Extracted data entries »
[Start of section]

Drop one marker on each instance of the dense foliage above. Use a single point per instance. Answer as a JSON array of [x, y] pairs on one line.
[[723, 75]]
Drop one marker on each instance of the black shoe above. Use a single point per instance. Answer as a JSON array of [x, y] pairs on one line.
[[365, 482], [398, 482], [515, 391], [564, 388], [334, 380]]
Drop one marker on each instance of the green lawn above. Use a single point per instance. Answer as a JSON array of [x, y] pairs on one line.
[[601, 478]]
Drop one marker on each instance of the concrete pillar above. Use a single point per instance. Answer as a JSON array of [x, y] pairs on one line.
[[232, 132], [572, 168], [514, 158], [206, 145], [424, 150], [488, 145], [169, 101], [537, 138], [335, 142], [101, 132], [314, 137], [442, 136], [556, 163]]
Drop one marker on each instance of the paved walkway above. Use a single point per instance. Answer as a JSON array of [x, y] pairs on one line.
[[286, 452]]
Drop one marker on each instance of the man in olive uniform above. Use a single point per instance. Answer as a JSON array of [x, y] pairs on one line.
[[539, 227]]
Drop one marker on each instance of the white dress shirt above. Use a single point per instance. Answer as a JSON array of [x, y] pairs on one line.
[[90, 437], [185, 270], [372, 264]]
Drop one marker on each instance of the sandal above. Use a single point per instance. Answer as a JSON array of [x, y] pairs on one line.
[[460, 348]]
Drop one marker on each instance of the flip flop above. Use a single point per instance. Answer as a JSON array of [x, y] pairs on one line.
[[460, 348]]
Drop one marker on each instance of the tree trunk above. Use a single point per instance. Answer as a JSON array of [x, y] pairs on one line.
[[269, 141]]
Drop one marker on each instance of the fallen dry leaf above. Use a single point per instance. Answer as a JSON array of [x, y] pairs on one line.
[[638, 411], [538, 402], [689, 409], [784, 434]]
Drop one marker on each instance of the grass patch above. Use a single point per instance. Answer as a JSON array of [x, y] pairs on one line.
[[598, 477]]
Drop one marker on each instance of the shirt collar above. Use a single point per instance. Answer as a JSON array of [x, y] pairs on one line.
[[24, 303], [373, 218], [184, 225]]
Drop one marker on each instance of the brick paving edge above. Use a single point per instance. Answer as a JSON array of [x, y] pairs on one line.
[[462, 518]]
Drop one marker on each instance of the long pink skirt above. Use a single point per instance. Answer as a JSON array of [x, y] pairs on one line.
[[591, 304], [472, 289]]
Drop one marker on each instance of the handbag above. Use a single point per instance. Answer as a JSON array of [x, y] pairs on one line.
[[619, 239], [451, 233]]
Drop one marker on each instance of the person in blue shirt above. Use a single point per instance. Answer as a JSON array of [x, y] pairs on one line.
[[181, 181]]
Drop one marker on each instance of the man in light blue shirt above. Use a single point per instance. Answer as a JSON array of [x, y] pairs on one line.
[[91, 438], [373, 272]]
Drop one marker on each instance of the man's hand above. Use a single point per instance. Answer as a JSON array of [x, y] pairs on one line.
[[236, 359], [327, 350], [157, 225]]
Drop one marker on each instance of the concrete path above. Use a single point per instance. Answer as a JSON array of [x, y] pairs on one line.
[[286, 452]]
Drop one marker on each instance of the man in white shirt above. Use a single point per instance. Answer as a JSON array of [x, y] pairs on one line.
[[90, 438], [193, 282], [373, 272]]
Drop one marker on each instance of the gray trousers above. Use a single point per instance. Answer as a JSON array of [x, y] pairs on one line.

[End of section]

What is being asked » With the line containing "Drop one marker on each instance of the concrete path" as the first and the last line of the data as the final one, copy every line between them exactly, those two included.

Response »
Drop one marker on each instance of the concrete path above. Use a single point per instance. Answer as a JSON array of [x, y] pairs on one line.
[[286, 452]]
Drop one marker on each instance of the man in white shirt above. Use a single point per instance. Answer as a JSON array of [x, y] pairs on one line.
[[90, 438], [193, 282], [373, 272]]
Drop one marker on each instance of the gray trousers above. Use a single point per instance. Answer as a JSON array of [x, y] pairs on one line.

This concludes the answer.